WHAT NEEDS TO BE DONE: In the records below, find the line with "point(217, 101)" and the line with "Target: grass"; return exactly those lines and every line between them.

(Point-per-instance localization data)

Segment Open

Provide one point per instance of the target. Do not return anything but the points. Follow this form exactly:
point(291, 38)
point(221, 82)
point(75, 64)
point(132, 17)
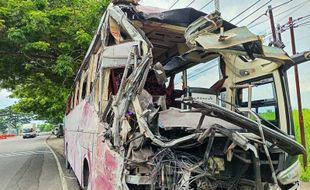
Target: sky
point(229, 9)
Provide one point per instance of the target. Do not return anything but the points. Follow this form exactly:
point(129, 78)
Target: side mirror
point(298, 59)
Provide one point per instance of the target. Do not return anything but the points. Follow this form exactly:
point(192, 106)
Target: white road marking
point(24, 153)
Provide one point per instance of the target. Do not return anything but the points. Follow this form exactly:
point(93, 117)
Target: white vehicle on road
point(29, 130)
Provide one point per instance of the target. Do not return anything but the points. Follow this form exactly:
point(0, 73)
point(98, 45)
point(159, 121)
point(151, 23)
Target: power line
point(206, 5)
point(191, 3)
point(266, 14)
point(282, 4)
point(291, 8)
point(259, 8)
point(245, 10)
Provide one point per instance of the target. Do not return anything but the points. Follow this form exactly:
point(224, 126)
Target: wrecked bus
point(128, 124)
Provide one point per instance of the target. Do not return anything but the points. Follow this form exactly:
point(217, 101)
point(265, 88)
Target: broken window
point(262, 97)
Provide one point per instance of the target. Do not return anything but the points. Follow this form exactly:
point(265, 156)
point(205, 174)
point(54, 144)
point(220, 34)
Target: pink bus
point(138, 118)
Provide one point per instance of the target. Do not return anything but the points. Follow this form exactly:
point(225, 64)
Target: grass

Segment Closed
Segment Open

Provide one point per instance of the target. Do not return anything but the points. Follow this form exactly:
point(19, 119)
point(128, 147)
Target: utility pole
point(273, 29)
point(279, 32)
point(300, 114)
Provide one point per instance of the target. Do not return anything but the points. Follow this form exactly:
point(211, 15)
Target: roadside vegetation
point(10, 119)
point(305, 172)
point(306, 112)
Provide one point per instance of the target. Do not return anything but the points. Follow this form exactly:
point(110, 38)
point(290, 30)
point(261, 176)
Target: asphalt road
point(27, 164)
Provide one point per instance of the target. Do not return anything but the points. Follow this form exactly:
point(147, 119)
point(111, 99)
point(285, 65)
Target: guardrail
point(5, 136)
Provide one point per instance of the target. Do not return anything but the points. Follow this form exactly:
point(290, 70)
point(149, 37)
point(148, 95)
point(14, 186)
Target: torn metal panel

Segment Closed

EXERCISE SOLUTION:
point(217, 101)
point(265, 88)
Target: broken window
point(262, 97)
Provide one point per instance of the target. Do not return anything but the points. Follow this form exactly:
point(265, 156)
point(205, 174)
point(54, 144)
point(220, 34)
Target: pink bus
point(138, 118)
Provide one point per instance of the target. Do not return anything but the points. Follow this form exactly:
point(225, 64)
Target: grass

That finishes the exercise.